TASK OBJECTIVE:
Reproduce the data in the stretch from the line containing "We need ground-truth boxes for train" through the line containing "[0,0,600,399]", swapping "train carriage" for "railway car" and changing nothing else. Give only those lines, and leave any picture out of the answer.

DATASET ROWS:
(begin)

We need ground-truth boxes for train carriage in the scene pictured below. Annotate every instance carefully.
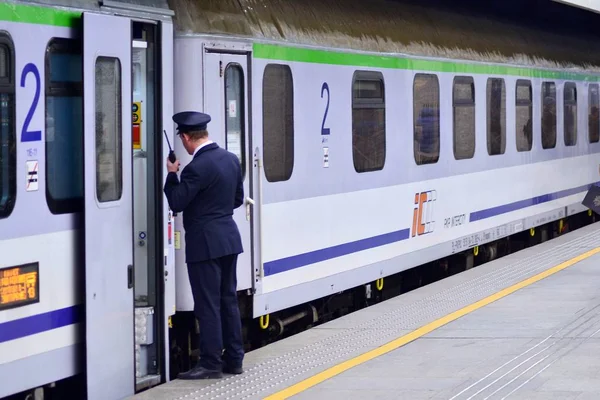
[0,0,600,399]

(end)
(begin)

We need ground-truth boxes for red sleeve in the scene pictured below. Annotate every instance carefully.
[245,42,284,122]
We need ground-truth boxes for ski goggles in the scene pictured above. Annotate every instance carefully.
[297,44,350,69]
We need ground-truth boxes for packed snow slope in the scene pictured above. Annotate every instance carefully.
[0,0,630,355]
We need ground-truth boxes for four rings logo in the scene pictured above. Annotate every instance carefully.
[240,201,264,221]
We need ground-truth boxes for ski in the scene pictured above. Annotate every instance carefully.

(end)
(begin)

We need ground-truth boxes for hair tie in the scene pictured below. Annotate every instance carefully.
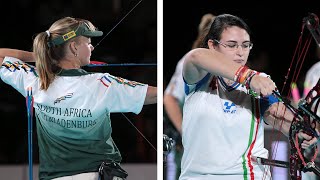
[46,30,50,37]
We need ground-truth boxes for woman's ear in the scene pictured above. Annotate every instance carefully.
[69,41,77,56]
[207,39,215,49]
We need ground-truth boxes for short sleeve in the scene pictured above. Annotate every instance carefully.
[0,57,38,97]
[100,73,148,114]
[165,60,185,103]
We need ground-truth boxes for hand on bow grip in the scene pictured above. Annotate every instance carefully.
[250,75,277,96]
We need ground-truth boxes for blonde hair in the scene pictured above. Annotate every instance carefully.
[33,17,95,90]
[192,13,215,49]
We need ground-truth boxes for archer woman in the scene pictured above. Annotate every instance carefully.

(end)

RESULT OF THIS TASK:
We need ground-truth boxes for railway car in the scene pictured below. Annotate every instance carefully.
[0,0,600,399]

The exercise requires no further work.